Growth Hormone Therapy Can Help Children With Kidney Failure Grow Taller
Growth hormone therapy can help treat symptoms in children with kidney failure, according to a new study.
The study, which will appear in an upcoming issue of the Clinical Journal of American Society of Nephrology (CJASN) reveals that growth hormone therapy can reverse growth problems in children suffering kidney failure.
However, the treatment may make it harder for doctors to assess patients' bone health by blood tests alone. Researchers explain that the growth hormone therapy increases bone turnover and interrupts the relationship between bone turnover and a blood marker of bone health.
Chronic liver disease can lead to short stature and physical and psychological abnormalities. Researchers said abnormally high or abnormally low bone turnover can increase the severity of growth retardation in children with kidney disease, therefore finding a normal balance is important. While recombinant human growth often helps, the response is variable in children on dialysis.
Researches wanted to evaluate the direct effect of recombinant human growth hormone therapy on the skeleton in pediatric patients.

· · ·

__TASKS TO CARRY OUT__.
[1] Summarize the article on growth hormone therapy for children with kidney failure in two sentences.
[2] Proceed with the article on growth hormone therapy for children with kidney failure, picking up right after its final sentence.

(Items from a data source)
· · ·

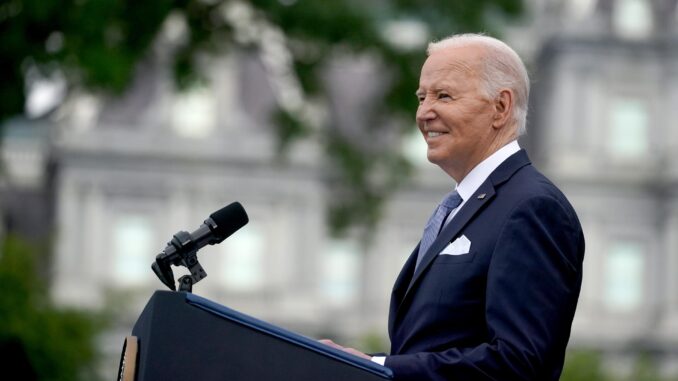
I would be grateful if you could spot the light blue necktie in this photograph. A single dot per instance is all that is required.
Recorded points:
(435, 223)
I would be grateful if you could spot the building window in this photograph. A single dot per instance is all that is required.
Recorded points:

· · ·

__ANSWER SECTION__.
[1] A new study due to appear in the Clinical Journal of American Society of Nephrology reveals that growth hormone therapy can reverse growth problems in children suffering kidney failure. However, the therapy increases bone turnover and interrupts its relationship with a blood marker of bone health, which may make it harder for doctors to assess patients' bone health by blood tests alone.

[2]
Researchers conducted a randomized trail of 33 pediatric dialysis patients to therapy with or without growth hormone.
The found that growth hormone therapy resulted in greater increases in height and, enhanced bone turnover in patients with baseline low bone turnover. However, the therapy counteracted the bone-turnover lowering effects of vitamin D therapy in patients with high bone turnover. Researchers also found that the parathyroid hormone values were similar in patients who received growth hormone compared to those who did not despite significantly differences in final rates of bone formation.
Researchers said the findings suggest that growth hormone therapy may help treat poor growth and low bone turnover in children on dialysis. While it may also improve growth in children with high bone turnover, it may not benefit their overall bone health.
"Pediatric patients treated with growth hormone had better improvements in height than those on standard therapy. The therapy enhanced bone turnover in patients with baseline low bone turnover while not altering bone formation in patients with high bone turnover," researcher Dr. Katherine Wesseling-Perry of David Geffen School of Medicine at UCLA, said in a statement.
"Unfortunately, growth hormone interrupts the relationship between bone turnover and parathyroid hormone-a marker that is used to judge bone health in these patients-making it difficult to assess bone health by blood tests alone," she added.